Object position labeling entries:
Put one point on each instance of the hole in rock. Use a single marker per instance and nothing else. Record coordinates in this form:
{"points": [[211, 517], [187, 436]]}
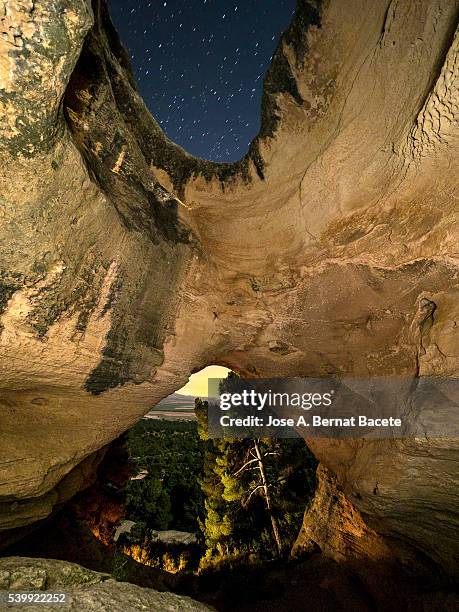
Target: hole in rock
{"points": [[174, 510], [200, 66]]}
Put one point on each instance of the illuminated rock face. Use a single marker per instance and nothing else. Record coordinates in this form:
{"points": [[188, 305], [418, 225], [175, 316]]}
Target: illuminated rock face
{"points": [[125, 263]]}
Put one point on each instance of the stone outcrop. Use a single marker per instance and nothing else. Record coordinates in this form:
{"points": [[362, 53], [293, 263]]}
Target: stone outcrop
{"points": [[329, 249], [84, 589]]}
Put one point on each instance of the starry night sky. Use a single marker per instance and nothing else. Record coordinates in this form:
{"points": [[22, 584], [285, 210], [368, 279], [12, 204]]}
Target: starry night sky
{"points": [[199, 65]]}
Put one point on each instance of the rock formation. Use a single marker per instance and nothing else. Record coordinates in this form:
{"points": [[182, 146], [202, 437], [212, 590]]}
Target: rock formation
{"points": [[329, 249], [85, 589]]}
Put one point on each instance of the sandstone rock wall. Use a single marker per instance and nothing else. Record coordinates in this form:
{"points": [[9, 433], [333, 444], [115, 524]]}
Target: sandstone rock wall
{"points": [[330, 249]]}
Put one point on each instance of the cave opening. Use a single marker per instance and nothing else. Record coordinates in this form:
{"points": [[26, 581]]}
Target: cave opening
{"points": [[200, 67], [172, 509]]}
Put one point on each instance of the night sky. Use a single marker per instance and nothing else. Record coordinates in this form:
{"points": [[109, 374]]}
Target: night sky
{"points": [[199, 65]]}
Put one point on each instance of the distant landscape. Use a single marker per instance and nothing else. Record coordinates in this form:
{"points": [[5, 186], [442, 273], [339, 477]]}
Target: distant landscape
{"points": [[175, 406]]}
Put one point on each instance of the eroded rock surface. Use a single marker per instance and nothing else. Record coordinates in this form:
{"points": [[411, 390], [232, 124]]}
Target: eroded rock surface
{"points": [[330, 249], [86, 590]]}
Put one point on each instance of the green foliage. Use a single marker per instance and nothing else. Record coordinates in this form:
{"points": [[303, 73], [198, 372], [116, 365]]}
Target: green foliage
{"points": [[236, 521], [169, 496]]}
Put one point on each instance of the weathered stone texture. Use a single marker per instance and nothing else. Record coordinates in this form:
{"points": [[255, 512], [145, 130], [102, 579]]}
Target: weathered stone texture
{"points": [[331, 248]]}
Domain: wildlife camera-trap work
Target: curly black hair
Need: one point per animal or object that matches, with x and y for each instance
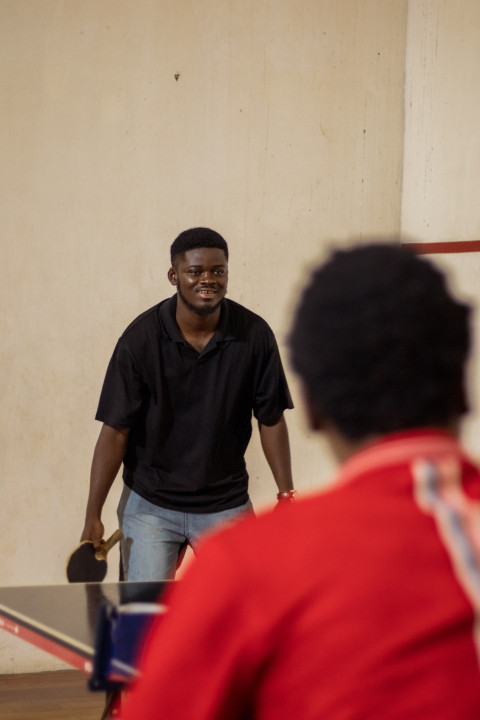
(379, 342)
(196, 238)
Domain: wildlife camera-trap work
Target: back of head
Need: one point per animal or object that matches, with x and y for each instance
(379, 342)
(196, 238)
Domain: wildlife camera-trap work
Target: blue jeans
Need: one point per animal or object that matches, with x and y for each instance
(154, 537)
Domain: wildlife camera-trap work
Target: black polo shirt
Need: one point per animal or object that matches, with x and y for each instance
(190, 413)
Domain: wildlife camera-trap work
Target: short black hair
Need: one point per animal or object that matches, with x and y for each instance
(196, 238)
(380, 343)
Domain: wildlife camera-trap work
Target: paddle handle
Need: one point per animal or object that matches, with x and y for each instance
(101, 553)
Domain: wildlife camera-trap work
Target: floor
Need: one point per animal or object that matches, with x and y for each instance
(61, 695)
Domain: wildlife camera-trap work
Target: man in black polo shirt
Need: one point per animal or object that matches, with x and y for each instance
(176, 407)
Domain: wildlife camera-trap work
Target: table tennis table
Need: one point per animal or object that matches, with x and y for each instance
(95, 627)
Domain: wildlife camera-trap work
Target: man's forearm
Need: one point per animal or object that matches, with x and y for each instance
(276, 448)
(107, 459)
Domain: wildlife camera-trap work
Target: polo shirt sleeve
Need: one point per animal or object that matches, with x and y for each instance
(272, 395)
(123, 389)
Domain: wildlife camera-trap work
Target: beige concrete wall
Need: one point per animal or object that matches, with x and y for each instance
(441, 178)
(283, 130)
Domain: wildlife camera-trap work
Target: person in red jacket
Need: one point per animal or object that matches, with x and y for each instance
(362, 601)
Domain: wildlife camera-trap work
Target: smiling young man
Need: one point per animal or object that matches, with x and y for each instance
(362, 601)
(176, 407)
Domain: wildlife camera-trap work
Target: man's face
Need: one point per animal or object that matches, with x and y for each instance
(201, 279)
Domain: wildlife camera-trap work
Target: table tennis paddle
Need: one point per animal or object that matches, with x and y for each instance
(86, 564)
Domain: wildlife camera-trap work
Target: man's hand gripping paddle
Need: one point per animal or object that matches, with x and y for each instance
(86, 564)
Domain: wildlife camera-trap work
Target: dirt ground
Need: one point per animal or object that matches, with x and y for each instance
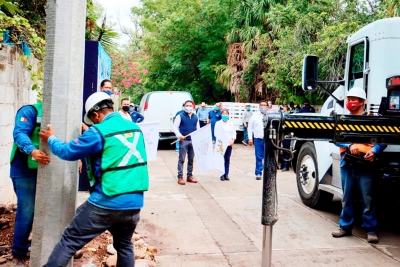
(96, 250)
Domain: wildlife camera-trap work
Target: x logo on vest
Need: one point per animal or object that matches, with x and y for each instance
(132, 149)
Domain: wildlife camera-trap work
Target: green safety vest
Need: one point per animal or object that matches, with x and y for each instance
(32, 163)
(123, 160)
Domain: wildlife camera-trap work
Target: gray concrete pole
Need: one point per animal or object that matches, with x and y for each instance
(62, 108)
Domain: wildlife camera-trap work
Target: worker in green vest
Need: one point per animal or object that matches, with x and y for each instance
(25, 156)
(115, 151)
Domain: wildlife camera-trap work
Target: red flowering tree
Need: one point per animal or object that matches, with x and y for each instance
(128, 72)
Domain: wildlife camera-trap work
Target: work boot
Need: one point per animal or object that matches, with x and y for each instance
(341, 233)
(191, 180)
(19, 261)
(372, 238)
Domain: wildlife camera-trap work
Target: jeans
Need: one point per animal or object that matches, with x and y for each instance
(286, 155)
(89, 222)
(363, 179)
(186, 147)
(245, 134)
(259, 150)
(227, 158)
(25, 189)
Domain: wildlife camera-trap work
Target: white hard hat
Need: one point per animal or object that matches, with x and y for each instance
(357, 92)
(91, 103)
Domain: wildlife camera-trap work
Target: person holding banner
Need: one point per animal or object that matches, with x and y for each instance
(230, 133)
(185, 123)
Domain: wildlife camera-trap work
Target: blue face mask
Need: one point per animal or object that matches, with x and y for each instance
(108, 92)
(188, 109)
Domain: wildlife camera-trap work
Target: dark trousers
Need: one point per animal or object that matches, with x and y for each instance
(227, 158)
(185, 147)
(89, 222)
(203, 123)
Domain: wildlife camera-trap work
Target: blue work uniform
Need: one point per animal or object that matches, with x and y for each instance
(137, 117)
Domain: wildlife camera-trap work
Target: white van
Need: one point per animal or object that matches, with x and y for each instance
(162, 106)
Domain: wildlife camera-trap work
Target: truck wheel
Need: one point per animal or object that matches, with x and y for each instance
(308, 180)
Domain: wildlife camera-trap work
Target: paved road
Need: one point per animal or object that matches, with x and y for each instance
(215, 223)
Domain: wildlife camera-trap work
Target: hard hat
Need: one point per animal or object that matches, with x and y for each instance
(357, 92)
(91, 103)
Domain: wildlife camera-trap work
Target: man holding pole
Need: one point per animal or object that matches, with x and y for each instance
(185, 123)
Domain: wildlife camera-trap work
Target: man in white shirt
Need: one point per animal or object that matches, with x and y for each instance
(124, 112)
(256, 131)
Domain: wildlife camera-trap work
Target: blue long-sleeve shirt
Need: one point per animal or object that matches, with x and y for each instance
(90, 145)
(137, 117)
(25, 121)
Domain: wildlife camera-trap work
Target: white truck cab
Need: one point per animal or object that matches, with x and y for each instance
(373, 55)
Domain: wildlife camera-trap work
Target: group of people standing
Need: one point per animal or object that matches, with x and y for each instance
(186, 122)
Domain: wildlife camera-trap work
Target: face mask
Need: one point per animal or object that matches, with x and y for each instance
(188, 109)
(352, 105)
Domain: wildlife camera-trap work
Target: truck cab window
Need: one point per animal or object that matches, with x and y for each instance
(356, 63)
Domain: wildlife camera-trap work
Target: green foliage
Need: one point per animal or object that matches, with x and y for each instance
(184, 40)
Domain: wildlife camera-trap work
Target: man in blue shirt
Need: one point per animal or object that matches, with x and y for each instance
(136, 116)
(23, 173)
(202, 114)
(214, 116)
(356, 175)
(118, 172)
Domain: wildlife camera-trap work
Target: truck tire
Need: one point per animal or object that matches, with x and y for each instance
(308, 180)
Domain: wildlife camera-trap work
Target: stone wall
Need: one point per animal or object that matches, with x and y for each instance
(15, 91)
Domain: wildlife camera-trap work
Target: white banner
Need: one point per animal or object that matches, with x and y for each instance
(151, 137)
(202, 146)
(221, 143)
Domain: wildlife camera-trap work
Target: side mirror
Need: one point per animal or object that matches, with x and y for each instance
(310, 73)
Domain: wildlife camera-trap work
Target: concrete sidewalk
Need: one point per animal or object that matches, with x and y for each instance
(215, 223)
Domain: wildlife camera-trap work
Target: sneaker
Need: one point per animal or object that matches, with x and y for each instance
(341, 233)
(191, 180)
(372, 238)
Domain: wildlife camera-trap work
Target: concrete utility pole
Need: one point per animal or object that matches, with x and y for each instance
(62, 108)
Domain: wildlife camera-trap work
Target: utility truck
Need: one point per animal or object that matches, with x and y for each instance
(372, 63)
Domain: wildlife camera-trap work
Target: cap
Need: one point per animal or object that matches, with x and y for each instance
(91, 103)
(357, 92)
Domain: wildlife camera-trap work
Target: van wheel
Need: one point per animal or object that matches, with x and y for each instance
(308, 180)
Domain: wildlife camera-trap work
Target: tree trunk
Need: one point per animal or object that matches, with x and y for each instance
(62, 108)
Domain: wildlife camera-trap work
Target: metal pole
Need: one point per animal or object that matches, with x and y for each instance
(267, 246)
(269, 214)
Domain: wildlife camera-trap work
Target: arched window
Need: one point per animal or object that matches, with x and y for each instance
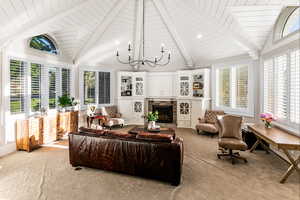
(292, 23)
(43, 43)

→ Written exercise
Gather each line above that contains the string "blue", where case counts.

→ Exercise result
Target: blue jeans
Target: blue face mask
Target: blue work uniform
Target: blue long-sleeve shirt
Target: man in blue shirt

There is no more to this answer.